##### ROWS

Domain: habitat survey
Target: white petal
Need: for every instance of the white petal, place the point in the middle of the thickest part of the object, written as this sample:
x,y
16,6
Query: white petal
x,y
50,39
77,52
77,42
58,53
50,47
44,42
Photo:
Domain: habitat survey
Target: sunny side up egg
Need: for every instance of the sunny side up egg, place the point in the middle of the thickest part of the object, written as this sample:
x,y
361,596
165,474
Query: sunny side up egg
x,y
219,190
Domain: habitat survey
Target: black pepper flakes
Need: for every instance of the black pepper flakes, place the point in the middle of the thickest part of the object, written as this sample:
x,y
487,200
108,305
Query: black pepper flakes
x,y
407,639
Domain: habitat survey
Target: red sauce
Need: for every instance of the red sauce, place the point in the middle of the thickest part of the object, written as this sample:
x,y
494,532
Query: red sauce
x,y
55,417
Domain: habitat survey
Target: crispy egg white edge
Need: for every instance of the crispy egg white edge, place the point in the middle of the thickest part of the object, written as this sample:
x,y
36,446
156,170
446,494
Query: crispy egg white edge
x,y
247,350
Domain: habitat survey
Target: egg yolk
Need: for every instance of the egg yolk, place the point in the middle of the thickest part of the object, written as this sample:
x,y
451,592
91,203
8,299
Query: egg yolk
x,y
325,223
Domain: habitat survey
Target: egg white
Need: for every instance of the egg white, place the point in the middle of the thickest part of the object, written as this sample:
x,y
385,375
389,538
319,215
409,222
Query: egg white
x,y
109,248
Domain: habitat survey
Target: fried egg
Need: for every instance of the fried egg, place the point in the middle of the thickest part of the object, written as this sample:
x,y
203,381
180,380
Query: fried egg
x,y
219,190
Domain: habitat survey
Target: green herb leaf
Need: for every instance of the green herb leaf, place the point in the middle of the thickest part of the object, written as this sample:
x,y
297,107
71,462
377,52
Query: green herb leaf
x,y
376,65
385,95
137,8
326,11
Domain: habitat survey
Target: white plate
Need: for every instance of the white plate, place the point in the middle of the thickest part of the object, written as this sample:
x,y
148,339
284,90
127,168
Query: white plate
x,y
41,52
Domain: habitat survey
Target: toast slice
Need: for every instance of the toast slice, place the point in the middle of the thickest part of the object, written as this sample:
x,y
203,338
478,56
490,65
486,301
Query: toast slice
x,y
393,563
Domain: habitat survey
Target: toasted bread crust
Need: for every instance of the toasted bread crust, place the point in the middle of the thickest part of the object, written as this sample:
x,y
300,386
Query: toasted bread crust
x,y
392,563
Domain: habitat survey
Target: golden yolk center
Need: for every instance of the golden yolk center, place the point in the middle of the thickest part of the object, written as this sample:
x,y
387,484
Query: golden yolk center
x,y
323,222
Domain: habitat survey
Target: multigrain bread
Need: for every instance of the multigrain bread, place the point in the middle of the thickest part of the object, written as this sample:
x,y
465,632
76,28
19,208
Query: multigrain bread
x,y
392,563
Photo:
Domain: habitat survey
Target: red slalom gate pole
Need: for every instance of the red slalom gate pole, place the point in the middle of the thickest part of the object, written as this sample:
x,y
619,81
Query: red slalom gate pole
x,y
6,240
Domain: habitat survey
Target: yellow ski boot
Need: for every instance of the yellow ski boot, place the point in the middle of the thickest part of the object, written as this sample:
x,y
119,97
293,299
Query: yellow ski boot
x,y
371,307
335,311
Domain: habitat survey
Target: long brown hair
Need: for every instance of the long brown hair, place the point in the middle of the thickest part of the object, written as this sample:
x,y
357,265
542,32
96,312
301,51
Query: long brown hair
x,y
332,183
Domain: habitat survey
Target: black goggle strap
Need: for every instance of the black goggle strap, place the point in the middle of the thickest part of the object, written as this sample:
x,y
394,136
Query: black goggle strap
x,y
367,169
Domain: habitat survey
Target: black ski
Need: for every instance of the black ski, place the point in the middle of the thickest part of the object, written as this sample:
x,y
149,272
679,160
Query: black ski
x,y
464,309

##########

Extract every line of the rows above that contains the string "sauce", matching case exactly.

Target: red sauce
Need: for every instance of the red sauce, place the point in the middle of the thickest part of the object, written as this sample:
Query: red sauce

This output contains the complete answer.